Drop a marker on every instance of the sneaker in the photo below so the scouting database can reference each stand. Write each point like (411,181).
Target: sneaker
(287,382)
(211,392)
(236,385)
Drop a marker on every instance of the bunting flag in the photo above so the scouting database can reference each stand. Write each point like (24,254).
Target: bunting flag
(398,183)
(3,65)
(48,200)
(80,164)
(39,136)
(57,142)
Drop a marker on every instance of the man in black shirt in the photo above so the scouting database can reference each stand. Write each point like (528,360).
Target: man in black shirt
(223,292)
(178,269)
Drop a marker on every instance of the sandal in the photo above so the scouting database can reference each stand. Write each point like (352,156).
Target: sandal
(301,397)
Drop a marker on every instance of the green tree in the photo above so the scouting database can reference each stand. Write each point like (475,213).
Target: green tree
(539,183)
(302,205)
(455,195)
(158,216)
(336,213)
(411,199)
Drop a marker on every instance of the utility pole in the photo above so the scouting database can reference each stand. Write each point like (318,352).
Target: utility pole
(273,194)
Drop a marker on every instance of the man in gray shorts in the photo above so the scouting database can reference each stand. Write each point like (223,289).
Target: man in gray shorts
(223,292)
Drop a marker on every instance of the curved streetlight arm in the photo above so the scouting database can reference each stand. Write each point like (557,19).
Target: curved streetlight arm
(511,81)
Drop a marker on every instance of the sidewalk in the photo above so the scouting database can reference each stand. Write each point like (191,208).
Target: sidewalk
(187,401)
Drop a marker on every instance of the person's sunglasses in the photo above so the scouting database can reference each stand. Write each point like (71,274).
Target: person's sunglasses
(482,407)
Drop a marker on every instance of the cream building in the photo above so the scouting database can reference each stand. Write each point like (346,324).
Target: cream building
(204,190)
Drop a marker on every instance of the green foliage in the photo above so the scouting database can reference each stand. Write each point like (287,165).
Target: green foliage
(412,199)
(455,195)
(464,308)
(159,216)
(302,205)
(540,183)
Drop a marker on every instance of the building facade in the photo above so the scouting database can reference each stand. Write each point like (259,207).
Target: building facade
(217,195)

^^^^^^^^^^^^^^^^

The listing above is to be reproduced without a single change.

Drop a marker on every instance of the sneaker in the photo below so the scouting database can reference each stand. Write each point like (411,181).
Target: sneaker
(287,382)
(211,392)
(236,385)
Drop a marker on every instance of the bunting flag in the photo above so the scouting database can reference each stand. Write each point like (24,254).
Target: bunting flag
(398,183)
(3,65)
(48,200)
(80,164)
(39,136)
(57,142)
Drop a marker on every instance of the man in black shirt in the photo above so the scouting database can reference each stand. Write each point like (528,360).
Target: man in black shirt
(223,292)
(178,269)
Drop a marker on every instance of the sandal in the photo above so the scouting database can reference each stand. Write each point like (352,156).
Target: sandal
(301,397)
Drop a marker on every instance of the green tree in the photo above so the scouting database can reference each stand. Write each point like (475,213).
Target: green tree
(539,183)
(302,205)
(455,195)
(158,216)
(336,213)
(411,199)
Drop a marker on every instance of the utility pole in the photo above so the scouting database can reference each stand. Write each point like (318,352).
Target: utility pole
(273,194)
Drop a marker on every instance of the man in gray shorts in the photo above so the scouting database can reference each stand. Write each point like (223,289).
Target: man in gray shorts
(223,292)
Drop a marker on every instance of the curved streetlight arm in the photo above so the scouting database can reference each stand. Write each point like (557,19).
Target: curved streetlight arm
(511,81)
Drop a marker on every instance of the sidewalk in the photo above so the scouting database can reference each stand. Write each point like (191,208).
Target: sidewalk
(187,401)
Drop a marker on every instance of the person's sunglasses in the photo above so the scouting database can reference each stand. Write each point like (71,274).
Target: person's sunglasses
(482,407)
Drop a marker on every instance of the cream building in the photo above so the scouting database can reference each stand. Write each point like (346,324).
Target: cream building
(204,190)
Drop a marker on every instance of the green foliage in the photo above so the scouting database can reference each stand. Write each point like (287,165).
Target: green foliage
(412,199)
(455,195)
(464,308)
(159,216)
(302,205)
(540,183)
Drop a marker on every instance of the building facade in the photo above so the scouting database can reference each stand. Write each point like (259,207).
Target: building facade
(217,195)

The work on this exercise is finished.